### Extrait
※

Delphine Martin-Corrales, préparatrice

« Le fait de proposer un médicament générique revalorise notre rôle. Dans notre pharmacie, toute l’équipe s’est mobilisée, mais il est vrai que notre titulaire s’est aussi vraiment engagé. Ceci dit, les prescriptions en DCI ne facilitent pas toujours notre travail. Nous avons parfois du mal à trouver la bonne molécule, et c’est une surcharge de travail pour nous. Quoiqu’il en soit, je suis très favorable aux génériques car je pense que l’argent économisé va permettre d’investir ailleurs. »

Séverine Vignot, préparatrice en intérim

« Je suis également favorable aux génériques car il est important de faire des économies de santé. Certains patients refusent catégoriquement les génériques, je ne les force jamais dans ce cas à prendre ces médicaments. Lorsque le médecin prescrit en DCI, c’est cependant plus facile de les persuader. »

Amélie Tison, stagiaire élève en 2e année de BP

« Il n’est pas toujours facile de convaincre les patients à accepter les génériques, mais ils comprennent cependant de mieux en mieux. De plus, le Répertoire ne cesse de s’enrichir, et il faut se familiariser avec tous ces nouveaux noms. Nous avons commencé au centre de formation à apprendre les DCI, ce qui facilite ma tâche. Et nous disposons à la pharmacie d’un logiciel qui permet d’avoir la correspondance princeps-génériques. »

Précautions d’emploi et excipient à effet notoire

Les médicaments génériques sont inscrits dans le Répertoire des groupes génériques élaboré par l’Agence française de sécurité sanitaire des produits de santé (Afssaps). Une spécialité de référence et ses génériques forment un groupe générique, groupe à l’intérieur duquel peut s’exercer le droit de substitution. L’Afssaps rappelle que certaines spécialités contiennent des excipients dits à effet notoire (mentionnés dans le Répertoire), qui peuvent donc nécessiter des précautions d’emploi :

– pour la substitution d’une spécialité ne contenant pas d’excipient à effet notoire, il est recommandé de choisir une spécialité en étant également dépourvue ;

– pour la substitution d’une spécialité contenant un ou plusieurs excipients à effet notoire, il est recommandé de choisir une spécialité générique contenant le ou les mêmes excipients à effet notoire ou une spécialité générique partiellement ou totalement dépourvue de ces excipients à effet notoire. Cependant, la substitution par un générique contenant des excipients à effet notoire (non présents dans la spécialité prescrite) est possible lorsque, après interrogatoire, il apparaît que l’utilisateur ne présente pas de risque de survenue d’effets secondaires liés à ces excipients.

※

### Énoncé
Poursuivez l'extrait sur les médicaments génériques à la suite de sa dernière phrase.

Données d'expressions référentielles sur photos
※

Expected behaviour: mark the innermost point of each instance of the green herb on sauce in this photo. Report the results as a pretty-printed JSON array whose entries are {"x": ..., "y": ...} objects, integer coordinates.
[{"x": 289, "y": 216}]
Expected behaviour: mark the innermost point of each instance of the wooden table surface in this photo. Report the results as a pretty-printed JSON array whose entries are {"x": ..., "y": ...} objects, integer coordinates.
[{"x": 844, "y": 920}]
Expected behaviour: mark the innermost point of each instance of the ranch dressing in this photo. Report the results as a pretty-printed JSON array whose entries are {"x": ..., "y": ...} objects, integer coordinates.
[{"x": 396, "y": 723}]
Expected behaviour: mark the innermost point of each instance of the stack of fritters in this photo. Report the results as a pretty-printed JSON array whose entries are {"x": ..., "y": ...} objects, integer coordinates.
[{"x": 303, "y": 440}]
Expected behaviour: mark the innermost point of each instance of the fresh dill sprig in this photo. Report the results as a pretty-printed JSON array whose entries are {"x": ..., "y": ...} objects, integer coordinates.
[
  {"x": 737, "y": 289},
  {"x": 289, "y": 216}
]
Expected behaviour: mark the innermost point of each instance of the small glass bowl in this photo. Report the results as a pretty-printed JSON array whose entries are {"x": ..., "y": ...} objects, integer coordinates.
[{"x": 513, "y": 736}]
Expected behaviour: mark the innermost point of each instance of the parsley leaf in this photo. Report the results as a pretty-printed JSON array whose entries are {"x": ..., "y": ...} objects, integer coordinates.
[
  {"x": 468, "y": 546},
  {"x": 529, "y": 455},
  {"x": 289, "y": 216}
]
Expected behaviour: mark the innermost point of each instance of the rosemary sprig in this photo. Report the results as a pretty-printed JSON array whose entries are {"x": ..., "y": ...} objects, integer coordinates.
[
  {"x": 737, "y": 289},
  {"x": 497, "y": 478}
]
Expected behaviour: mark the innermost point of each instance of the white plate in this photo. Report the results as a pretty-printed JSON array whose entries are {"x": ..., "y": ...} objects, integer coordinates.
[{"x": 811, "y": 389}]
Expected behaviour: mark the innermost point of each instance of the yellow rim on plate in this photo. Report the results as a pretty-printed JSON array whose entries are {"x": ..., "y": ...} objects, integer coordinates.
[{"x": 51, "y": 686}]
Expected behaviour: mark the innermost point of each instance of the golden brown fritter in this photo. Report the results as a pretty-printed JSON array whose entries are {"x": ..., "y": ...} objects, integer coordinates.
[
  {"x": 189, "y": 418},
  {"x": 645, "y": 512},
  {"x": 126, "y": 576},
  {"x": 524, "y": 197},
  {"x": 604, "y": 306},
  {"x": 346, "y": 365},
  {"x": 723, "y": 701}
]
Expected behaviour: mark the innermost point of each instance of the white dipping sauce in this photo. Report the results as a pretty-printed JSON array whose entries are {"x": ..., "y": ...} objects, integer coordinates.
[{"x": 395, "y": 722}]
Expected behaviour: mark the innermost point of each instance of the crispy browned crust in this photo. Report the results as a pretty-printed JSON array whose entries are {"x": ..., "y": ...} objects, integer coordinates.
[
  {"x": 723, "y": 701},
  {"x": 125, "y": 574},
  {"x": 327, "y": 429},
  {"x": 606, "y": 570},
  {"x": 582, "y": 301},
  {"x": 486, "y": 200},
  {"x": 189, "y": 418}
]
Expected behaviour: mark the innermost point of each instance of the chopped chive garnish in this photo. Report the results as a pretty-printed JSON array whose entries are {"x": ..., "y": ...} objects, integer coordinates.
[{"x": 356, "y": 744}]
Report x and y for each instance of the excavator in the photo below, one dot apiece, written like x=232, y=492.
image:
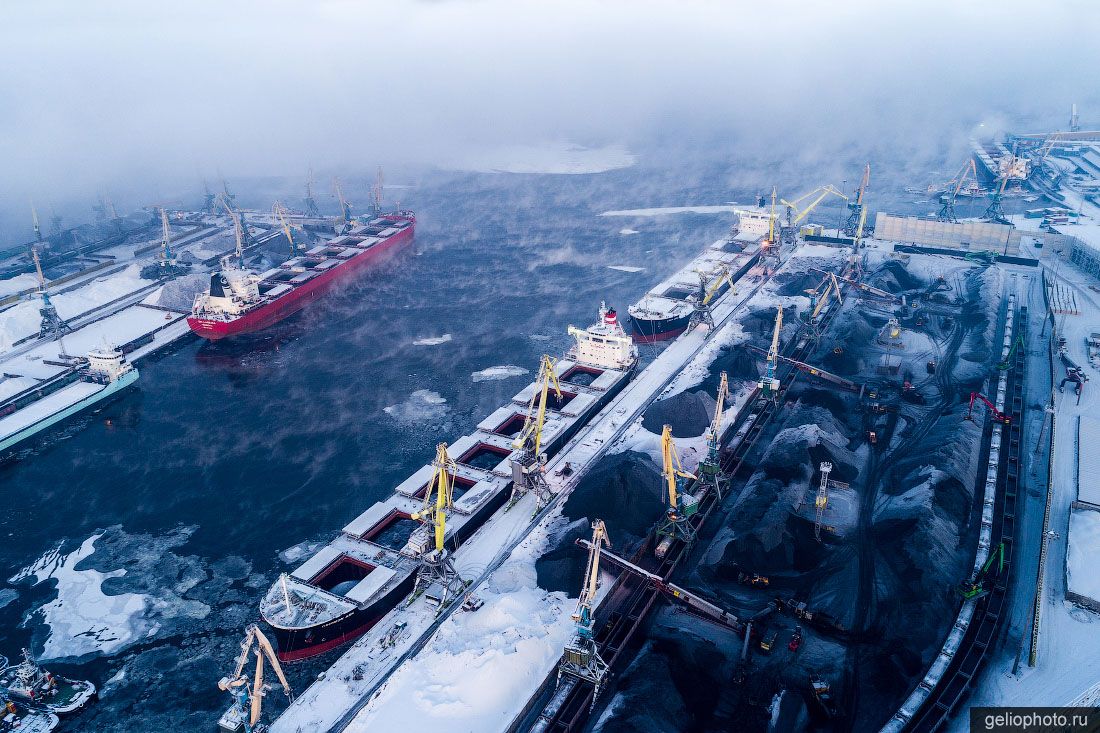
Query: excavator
x=977, y=586
x=249, y=695
x=769, y=385
x=998, y=415
x=682, y=506
x=528, y=467
x=947, y=198
x=1008, y=359
x=581, y=659
x=710, y=468
x=437, y=577
x=706, y=293
x=818, y=297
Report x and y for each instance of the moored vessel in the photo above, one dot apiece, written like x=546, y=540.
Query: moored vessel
x=667, y=310
x=30, y=684
x=371, y=567
x=92, y=380
x=241, y=302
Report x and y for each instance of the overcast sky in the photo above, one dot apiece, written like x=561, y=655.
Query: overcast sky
x=97, y=93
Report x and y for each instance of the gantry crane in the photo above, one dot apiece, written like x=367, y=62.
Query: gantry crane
x=37, y=227
x=818, y=297
x=311, y=209
x=978, y=586
x=675, y=523
x=343, y=223
x=167, y=256
x=821, y=193
x=864, y=286
x=857, y=216
x=706, y=293
x=770, y=245
x=582, y=659
x=710, y=468
x=248, y=696
x=52, y=326
x=769, y=385
x=239, y=232
x=376, y=193
x=437, y=577
x=821, y=501
x=528, y=467
x=947, y=197
x=998, y=415
x=282, y=215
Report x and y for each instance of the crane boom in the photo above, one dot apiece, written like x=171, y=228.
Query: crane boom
x=822, y=192
x=249, y=698
x=439, y=489
x=282, y=216
x=537, y=406
x=672, y=469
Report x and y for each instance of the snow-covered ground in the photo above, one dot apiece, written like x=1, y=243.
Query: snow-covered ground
x=23, y=318
x=1068, y=663
x=475, y=671
x=559, y=157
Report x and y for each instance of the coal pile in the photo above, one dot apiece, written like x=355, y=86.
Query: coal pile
x=688, y=413
x=624, y=490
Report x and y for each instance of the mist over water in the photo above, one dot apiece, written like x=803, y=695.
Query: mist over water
x=190, y=494
x=145, y=100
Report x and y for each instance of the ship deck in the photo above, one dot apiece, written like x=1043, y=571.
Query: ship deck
x=353, y=680
x=297, y=271
x=669, y=297
x=378, y=549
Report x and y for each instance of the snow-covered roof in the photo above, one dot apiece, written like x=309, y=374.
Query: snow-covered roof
x=1082, y=549
x=1088, y=461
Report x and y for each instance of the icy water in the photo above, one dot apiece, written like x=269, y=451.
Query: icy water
x=139, y=540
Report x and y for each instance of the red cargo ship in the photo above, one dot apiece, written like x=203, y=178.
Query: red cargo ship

※

### Réponse rédigée
Le Répertoire et ses mises à jour peuvent être consultés sur le site de l’Afssaps à l’adresse suivante :

Prescrire en DC : l’avenir du générique

Pour stimuler la consommation de génériques, la prescription en dénomination commune (DC) a été légalisée par la loi de financement de la Sécurité sociale 2002. En contrepartie d’une revalorisation du coût de la consultation (18,5 euros à 20 euros), selon l’accord passé le 5 juin 2002, les médecins généralistes se sont engagés notamment à rédiger en DC 25 % de leurs lignes de prescription dont la moitié pour des molécules relevant du Répertoire des génériques.

Les avantages de la prescription en DCI

• Pour les officinaux

– Il leur est plus aisé de convaincre les patients réticents à la substitution, étonnés qu’un médicament dont le nom n’est pas celui inscrit sur l’ordonnance leur a été délivré. Or la prescription en DC permet d’avoir une concordance des noms figurant sur l’ordonnance et sur la boîte de médicaments. La grande majorité des génériques portent désormais le nom de la molécule suivi de l’identification du laboratoire en suffixe.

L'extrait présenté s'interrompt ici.